#### Complete the following
**a)** Update the stretch of the Alexander YDNA table notes from "In addition to" through "more likely here.", rewriting it with "fast mutators" changed to "rapid mutators".
**b)** In the Alexander YDNA table notes, what does green text for the haplogroup indicate?

#### Exercise passage
* * * * * * * * *

Thanks to Alexander "cousin" Carol Vass, who did the work classifying these YDNA-donor Alexanders into color-coded tentative family groups. She based the classification mostly on their DNA results but gave some consideration to their paper trails. This table does not include results beyond 37 markers; however, you may click the last marker of anyone testing beyond 37 to get the results on markers 38 through 67.

In addition to giving each family group a separate color, we have used colors to provide other information. Red text for the kit number of a family member means DNA markers of the other family memebers are compared with those of this member, and clicking on this member's kit number will take you to a page showing the early ancestors of the family members. Usually, we have chosen the member whose markers have the fewest differences with those of other members of the family group. Green text for the haplogroup means that the lab has conducted an actual test for the haplogroup; black menas that the lab has only confidently predicted the haplogroup. Bright yellow cells denote markers of other members that differ from the selected family representative. Red cells in the header denote markers that FTDNA has designated as fast mutators, meaning differences are more likely here.

If you hold the pointer over the kit number of the first (or second if the first is in red text) member of a family group,you will see the name by which current family members designate the family. The "group" means haplogroup, a ten dollar word that most of us don't need to remember unless we are geneticists; however, briefly, haplogroups are divisions of people into major groups depending on where the ancestral tribes lived in relative isolation thousands of years ago. Two families, both designated R1a, are not necessarily closely related in their male line, but, on the other hand, the male lines of two families, one designated R and one one designated I, are certainly separated by thousands of years.

In a few cases, individuals not currently associated with any family group may eventually be joined to form a "new" family on the basis of further testing, but the currently tested markers do not definitively rule these cases in or out. (Twelve markers can sometimes definitively show lack of a relationship but are never enough to establish a definite relationship.)

* * * * * * * * *

#### Entries supplied
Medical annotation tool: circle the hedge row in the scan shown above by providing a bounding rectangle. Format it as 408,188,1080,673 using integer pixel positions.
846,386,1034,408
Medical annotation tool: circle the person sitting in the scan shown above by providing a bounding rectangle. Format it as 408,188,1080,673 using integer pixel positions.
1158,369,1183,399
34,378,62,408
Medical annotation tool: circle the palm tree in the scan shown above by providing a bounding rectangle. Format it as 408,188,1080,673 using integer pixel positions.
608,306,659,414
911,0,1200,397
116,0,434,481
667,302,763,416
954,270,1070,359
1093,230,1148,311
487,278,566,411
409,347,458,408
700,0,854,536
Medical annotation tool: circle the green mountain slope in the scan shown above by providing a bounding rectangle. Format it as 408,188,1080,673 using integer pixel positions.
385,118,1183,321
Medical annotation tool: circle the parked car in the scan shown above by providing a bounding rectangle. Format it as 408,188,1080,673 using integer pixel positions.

* * * * * * * * *

#### Task results
**a)**
In addition to giving each family group a separate color, we have used colors to provide other information. Red text for the kit number of a family member means DNA markers of the other family memebers are compared with those of this member, and clicking on this member's kit number will take you to a page showing the early ancestors of the family members. Usually, we have chosen the member whose markers have the fewest differences with those of other members of the family group. Green text for the haplogroup means that the lab has conducted an actual test for the haplogroup; black menas that the lab has only confidently predicted the haplogroup. Bright yellow cells denote markers of other members that differ from the selected family representative. Red cells in the header denote markers that FTDNA has designated as rapid mutators, meaning differences are more likely here.

**b)** It means the lab has conducted an actual test for the haplogroup.